**Excerpted passage**.
★ ★ ★ ★
Moran, G. (1979). "The Claim to Uniqueness" in Christian Century, August 29-September 5 edition, 817.
"…Many statements in Christian history can be misunderstood if one misses the paradox in the word unique. For example, when it has been said that "Jesus is the unique revelation of God," the statement may be a way of excluding everyone else or it may be a paradoxical way of including everyone else. It is unfair to the first, fourth or 13th century Christians to assume that they were ignorant of such paradox. Perhaps the paradox cannot be conveyed in the same language used in the past, but if we are to do better, we will have to appreciate the accomplishment of the past.
In Christian history, reflection on Jesus of Nazareth led to a distinction between nature and person. Far from being an esoteric shuffling of categories, these concepts were the very center of a creationist metaphysic that sharply contrasted person and nature. Thus it was that "person" began its long ascent to the head of philosophical concepts. In not being reducible to nature, a person is not a what but a who. Every person has dignity, individuality -- and uniqueness…"
Moran, G. (1983). Religious education development: images for the future. Minneapolis: Winston Press. (Book Review authored by Maria Harris in Theology Today, Vol.41, No.1, April 1984)
★ ★ ★ ★
**Entries provided**.
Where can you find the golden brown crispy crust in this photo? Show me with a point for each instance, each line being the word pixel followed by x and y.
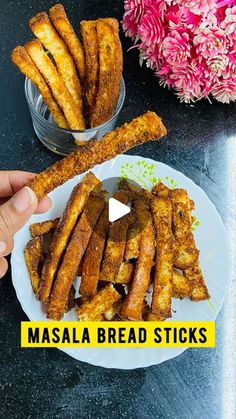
pixel 93 256
pixel 160 190
pixel 34 259
pixel 114 251
pixel 185 251
pixel 181 286
pixel 71 299
pixel 199 290
pixel 45 32
pixel 108 80
pixel 102 302
pixel 63 26
pixel 58 87
pixel 90 42
pixel 147 127
pixel 162 287
pixel 73 255
pixel 65 227
pixel 22 60
pixel 133 305
pixel 44 227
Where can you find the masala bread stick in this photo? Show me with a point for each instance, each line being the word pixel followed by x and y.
pixel 34 260
pixel 46 33
pixel 199 290
pixel 67 222
pixel 90 42
pixel 54 80
pixel 63 26
pixel 108 81
pixel 93 256
pixel 73 254
pixel 185 251
pixel 133 305
pixel 22 60
pixel 102 302
pixel 162 286
pixel 147 127
pixel 44 227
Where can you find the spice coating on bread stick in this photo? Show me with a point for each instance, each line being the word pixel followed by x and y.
pixel 162 287
pixel 73 255
pixel 62 24
pixel 22 60
pixel 147 127
pixel 45 32
pixel 133 305
pixel 54 80
pixel 65 227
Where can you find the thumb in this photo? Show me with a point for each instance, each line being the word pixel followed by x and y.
pixel 17 210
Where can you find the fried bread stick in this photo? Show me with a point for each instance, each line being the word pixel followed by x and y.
pixel 185 251
pixel 181 286
pixel 102 302
pixel 52 77
pixel 34 259
pixel 63 26
pixel 199 289
pixel 44 227
pixel 45 32
pixel 115 247
pixel 22 60
pixel 147 127
pixel 93 256
pixel 65 227
pixel 73 255
pixel 108 79
pixel 133 305
pixel 162 287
★ ★ ★ ★
**To-do list**.
1. In the Moran excerpt, what did reflection on Jesus of Nazareth lead to in Christian history?
2. Carry on the Moran excerpt from the point where it stops.

**Answers for the exercise**.
1. A distinction between nature and person.

2.
"One of the major distinctions made at the World Council of Churches Vancouver meeting was between an ecumenism which meant community between churches and one directed to communion among the world's peoples. In this, his twelfth and perhaps finest book, Gabriel Moran offers a meaning for religious education that can provide a basis for education religiously appropriate for that global context. The work has three major components: an exploration of the meaning of development; a commentary, critique, and elaboration of those developmental theories currently most influential in religious education; and the proposal of a "grammar" of both religion and education which forms the basis of a religious education understood as lifelong. Moran raises the question early on of the presence of the term "development" in two arenas of life, economics and psychology. He explores the meanings as they appear in these two fields, and comments on the peculiar and puzzling circumstance which apparently sees little or no relationship between the two. He looks with care at the imagery of development especially when it connotes linear, upward, straight, logical movement toward greater and greater growth. He offers illuminating critique of such imagery, often from feminist and aesthetic perspectives, as well as from religious and mystical traditions throughout the world. Secondly, Moran examines Erikson, Piaget, Kohlberg, and Fowler as these embody and limit the approach to development most present in today's educational work. He praises the relational aspects of both Erikson and Piaget, at the same time offering the double observation:
"Anyone whose distinctive approach is Piagetian cannot incorporate Eriksonian material. And anyone who starts with an Eriksonian pattern can incorporate Piaget only in minor ways." At the same time, he elaborates on the former while noting subsequent work on adult development (Levinson, Vaillant, Sheehy, and perhaps more importantly, Marjorie Fiske Lowenthal), which is complementary to Eriksonian approaches. He affirms the genuine genius of Piaget's contribution, while pointing out that his "cognitive" development actually describes only how the human mind comes to the capacities to abstract and to reason. He suggests educators bring a narrowness of vision to religious life if they similarly limit the understanding of knowledge and cognition.
His analysis of Lawrence Kohlberg's work is restrained yet devastating. Not only does he continually reveal the disembodied attitude to morality conveyed by a movement toward an abstract point where a principle of justice determines moral decision, he contrasts this with a movement where issues of moral responsibility are always set in the context of the questions: "To whom, with what, and for what purpose am I responsible?" He then develops a morality learned through the centuries, one arising from an ethic of virtue/care/character/community which "does not choose the individual over the social or the particular over the universal." He concludes with a brilliant and moving revisioning of the cardinal virtues of prudence, justice, courage, and temperance. Finally, he provides a gentle and probing introduction to the work of James Fowler, noting the as yet incomplete synthesis of Piaget and Erikson in Fowler's work, as well as the ambiguities and complexities of the central category of "faith" as defined in that work.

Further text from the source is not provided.